» **Directive**: Convert the material from the line containing "Where can you spot the player's leg?" through the last line, both included, into a JSON list of strings with one string per line, omitting blank lines.
-- Begin --
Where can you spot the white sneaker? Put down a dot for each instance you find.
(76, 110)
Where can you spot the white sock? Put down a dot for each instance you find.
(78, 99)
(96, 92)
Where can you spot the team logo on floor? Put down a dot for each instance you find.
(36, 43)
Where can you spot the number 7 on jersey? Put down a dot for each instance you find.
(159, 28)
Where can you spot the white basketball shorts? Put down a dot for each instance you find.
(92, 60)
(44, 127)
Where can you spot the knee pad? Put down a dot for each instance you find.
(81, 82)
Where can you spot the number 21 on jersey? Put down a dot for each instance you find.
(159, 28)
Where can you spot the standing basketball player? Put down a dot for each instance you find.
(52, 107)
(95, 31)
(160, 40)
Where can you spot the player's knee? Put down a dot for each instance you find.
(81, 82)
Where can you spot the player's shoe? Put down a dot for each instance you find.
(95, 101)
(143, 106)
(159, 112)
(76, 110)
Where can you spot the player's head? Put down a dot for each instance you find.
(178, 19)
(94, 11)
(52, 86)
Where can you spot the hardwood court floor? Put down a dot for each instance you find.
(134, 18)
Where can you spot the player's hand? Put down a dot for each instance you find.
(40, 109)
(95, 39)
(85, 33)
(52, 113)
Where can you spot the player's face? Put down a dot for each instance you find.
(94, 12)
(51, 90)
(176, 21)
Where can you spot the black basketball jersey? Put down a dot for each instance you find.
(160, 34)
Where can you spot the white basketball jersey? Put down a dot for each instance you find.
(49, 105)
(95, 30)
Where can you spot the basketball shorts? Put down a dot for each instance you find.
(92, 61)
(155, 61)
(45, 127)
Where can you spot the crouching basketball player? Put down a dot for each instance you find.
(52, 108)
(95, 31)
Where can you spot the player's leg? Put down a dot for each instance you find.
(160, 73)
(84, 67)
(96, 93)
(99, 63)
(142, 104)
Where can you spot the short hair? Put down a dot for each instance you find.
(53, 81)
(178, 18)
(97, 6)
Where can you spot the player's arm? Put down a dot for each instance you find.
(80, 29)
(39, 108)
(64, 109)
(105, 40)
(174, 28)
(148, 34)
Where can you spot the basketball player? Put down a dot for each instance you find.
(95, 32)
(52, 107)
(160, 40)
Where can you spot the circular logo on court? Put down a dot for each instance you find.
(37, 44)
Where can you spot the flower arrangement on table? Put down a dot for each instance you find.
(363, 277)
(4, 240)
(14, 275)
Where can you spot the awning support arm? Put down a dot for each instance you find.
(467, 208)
-- End --
» **Answer for this exercise**:
[
  "Where can you spot the player's leg? Put down a dot for each instance you find.",
  "(160, 73)",
  "(84, 67)",
  "(96, 93)",
  "(99, 63)",
  "(142, 104)",
  "Where can you spot the short hair? Put down a dot for each instance you find.",
  "(53, 81)",
  "(178, 18)",
  "(97, 6)",
  "Where can you spot the player's arm? Put down a dot for each instance you find.",
  "(80, 29)",
  "(39, 108)",
  "(64, 109)",
  "(105, 40)",
  "(174, 28)",
  "(148, 34)",
  "Where can you spot the basketball player? Put down a dot for each instance you find.",
  "(95, 32)",
  "(52, 107)",
  "(160, 40)",
  "Where can you spot the circular logo on court? Put down a dot for each instance you find.",
  "(37, 44)",
  "Where can you spot the flower arrangement on table? Put down a dot for each instance you find.",
  "(363, 277)",
  "(4, 240)",
  "(14, 275)",
  "Where can you spot the awning support arm? Put down a dot for each instance you find.",
  "(467, 208)"
]